Passage given ▸

UNITED STATES
SECURITIES AND EXCHANGE COMMISSION
WASHINGTON, DC 20549
FORM 8-K
CURRENT REPORT PURSUANT
TO SECTION 13 OR 15(d) OF THE
SECURITIES EXCHANGE ACT OF 1934
Date of report (Date of earliest event reported) September 29, 2015
Digital Turbine, Inc.
(Exact Name of Registrant as Specified in Its Charter)
Delaware | 001-35958 | 22-2267658 | ||
(State or Other Jurisdiction of Incorporation) |
|
(Commission File Number) | (IRS Employer Identification No.) |
1300 Guadalupe Street Suite # 302, Austin TX | 78701 | |
(Address of Principal Executive Offices) | (Zip Code) |
(512) 387-7717
(Registrant’s Telephone Number, Including Area Code)
(Former Name or Former Address, if Changed Since Last Report)
Check the appropriate box below if the Form 8-K filing is intended to simultaneously satisfy the filing obligation of the registrant under any of the following provisions (see General Instruction A.2. below):
¨ Written communications pursuant to Rule 425 under the Securities Act (17 CFR 230.425)
¨ Soliciting material pursuant to Rule 14a-12 under the Exchange Act (17 CFR 240.14a-12)
¨ Pre-commencement communications pursuant to Rule 14d-2(b) under the Exchange Act (17 CFR 240.14d-2(b))
¨ Pre-commencement communications pursuant to Rule 13e-4(c) under the Exchange Act (17 CFR 240.13e-4(c))
Item 1.01. | Entry into a Material Definitive Agreement |
On September 29, 2015, Digital Turbine, Inc. (the “Company”), entered into an Underwriting Agreement (the “Underwriting Agreement”) with B. Riley & Co., LLC relating to the offer and sale (the “Offering”) of 7,600,000 shares of its common stock (the “Common Stock”) at a public offering price of $1.57 per share. The Company has granted the underwriter a 30-day option to purchase up to an additional 1,140,000 shares of its common stock.
The net proceeds to the Company will be approximately $11.2 million, after deducting the underwriter’s commissions and excluding estimated offering expenses. The Company expects to use the net proceeds from the Offering for organic business opportunities, product development, general corporate purposes, working capital and capital expenditures.

Recorded data ▸
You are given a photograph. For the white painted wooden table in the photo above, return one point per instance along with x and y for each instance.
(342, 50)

The problem ▸
Answer these from the Form 8-K filing:
(a) In which state is Digital Turbine, Inc. incorporated?
(b) At what public offering price per share is the common stock offered?
(c) What are the approximate net proceeds to the company from the offering?

Complete response ▸
(a) Delaware
(b) $1.57 per share
(c) Approximately $11.2 million, after deducting the underwriter's commissions and excluding estimated offering expenses